[Saved entries]
--------------------------------
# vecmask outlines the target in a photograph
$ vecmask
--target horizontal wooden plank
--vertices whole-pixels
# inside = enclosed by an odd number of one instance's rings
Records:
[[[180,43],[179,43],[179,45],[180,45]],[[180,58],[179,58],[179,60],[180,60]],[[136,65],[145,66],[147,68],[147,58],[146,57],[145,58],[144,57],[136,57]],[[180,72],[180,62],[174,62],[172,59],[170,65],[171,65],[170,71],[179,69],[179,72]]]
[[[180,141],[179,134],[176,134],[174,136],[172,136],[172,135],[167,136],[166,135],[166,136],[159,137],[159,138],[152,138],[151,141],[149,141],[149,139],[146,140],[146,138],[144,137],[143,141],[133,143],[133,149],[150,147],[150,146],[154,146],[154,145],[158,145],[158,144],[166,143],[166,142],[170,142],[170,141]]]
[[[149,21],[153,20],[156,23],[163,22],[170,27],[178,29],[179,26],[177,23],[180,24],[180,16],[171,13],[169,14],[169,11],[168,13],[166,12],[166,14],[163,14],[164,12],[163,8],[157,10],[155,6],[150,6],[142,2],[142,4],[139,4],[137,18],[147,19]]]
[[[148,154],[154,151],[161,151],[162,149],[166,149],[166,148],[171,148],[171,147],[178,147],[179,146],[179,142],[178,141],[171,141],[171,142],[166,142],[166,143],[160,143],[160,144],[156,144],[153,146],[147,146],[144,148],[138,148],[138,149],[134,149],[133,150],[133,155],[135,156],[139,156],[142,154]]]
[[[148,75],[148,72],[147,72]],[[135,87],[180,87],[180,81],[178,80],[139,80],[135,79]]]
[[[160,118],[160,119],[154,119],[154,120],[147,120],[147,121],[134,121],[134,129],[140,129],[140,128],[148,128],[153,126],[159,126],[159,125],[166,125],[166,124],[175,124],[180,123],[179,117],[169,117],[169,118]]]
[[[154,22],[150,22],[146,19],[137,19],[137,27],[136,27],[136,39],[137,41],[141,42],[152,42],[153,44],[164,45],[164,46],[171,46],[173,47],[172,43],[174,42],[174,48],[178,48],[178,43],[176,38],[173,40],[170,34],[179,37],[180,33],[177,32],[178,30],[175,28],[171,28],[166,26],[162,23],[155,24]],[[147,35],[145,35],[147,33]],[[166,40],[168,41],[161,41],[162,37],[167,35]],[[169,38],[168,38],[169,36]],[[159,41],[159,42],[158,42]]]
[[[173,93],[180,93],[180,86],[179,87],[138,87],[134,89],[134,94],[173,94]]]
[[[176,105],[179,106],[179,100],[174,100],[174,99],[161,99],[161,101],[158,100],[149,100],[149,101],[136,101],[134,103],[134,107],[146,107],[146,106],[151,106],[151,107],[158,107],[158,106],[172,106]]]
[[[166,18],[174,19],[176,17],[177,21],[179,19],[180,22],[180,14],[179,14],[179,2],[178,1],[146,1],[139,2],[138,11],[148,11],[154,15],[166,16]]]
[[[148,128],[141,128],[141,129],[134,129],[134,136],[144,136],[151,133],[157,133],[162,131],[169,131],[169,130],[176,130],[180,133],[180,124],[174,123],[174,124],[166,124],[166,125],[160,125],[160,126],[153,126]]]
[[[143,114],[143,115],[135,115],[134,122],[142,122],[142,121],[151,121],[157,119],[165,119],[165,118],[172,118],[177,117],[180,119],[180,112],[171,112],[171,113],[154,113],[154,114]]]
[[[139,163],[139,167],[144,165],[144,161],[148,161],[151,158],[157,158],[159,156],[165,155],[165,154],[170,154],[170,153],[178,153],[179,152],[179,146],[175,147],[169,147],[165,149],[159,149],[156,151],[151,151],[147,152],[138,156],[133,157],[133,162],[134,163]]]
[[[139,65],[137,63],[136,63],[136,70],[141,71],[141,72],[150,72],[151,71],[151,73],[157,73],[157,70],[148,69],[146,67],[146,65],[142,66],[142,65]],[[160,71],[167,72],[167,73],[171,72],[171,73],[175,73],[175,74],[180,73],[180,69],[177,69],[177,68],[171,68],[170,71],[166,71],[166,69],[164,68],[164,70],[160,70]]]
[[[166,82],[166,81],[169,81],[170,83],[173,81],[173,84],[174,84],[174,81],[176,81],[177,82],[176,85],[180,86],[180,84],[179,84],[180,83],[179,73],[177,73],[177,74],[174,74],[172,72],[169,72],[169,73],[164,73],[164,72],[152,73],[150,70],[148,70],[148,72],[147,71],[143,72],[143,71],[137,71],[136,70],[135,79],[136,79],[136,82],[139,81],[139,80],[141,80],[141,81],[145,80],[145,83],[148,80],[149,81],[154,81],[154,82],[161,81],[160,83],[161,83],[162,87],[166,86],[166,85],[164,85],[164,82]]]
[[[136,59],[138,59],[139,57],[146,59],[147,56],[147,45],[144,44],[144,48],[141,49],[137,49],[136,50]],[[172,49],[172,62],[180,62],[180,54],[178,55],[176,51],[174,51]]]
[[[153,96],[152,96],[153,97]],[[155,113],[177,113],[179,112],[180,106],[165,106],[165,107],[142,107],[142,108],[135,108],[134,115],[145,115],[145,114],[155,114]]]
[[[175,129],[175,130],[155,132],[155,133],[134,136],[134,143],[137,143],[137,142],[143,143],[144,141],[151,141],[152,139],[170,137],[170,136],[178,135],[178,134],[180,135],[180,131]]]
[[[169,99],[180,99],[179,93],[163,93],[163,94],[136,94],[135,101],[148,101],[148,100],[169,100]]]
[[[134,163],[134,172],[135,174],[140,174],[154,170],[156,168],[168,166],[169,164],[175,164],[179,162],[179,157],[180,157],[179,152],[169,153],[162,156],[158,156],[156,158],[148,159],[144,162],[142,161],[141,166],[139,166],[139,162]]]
--------------------------------
INSTRUCTIONS TO FOLLOW: State how many lines in the saved entries above contain the string "vecmask". Reply with the number alone.

REPLY TO THE EXERCISE: 2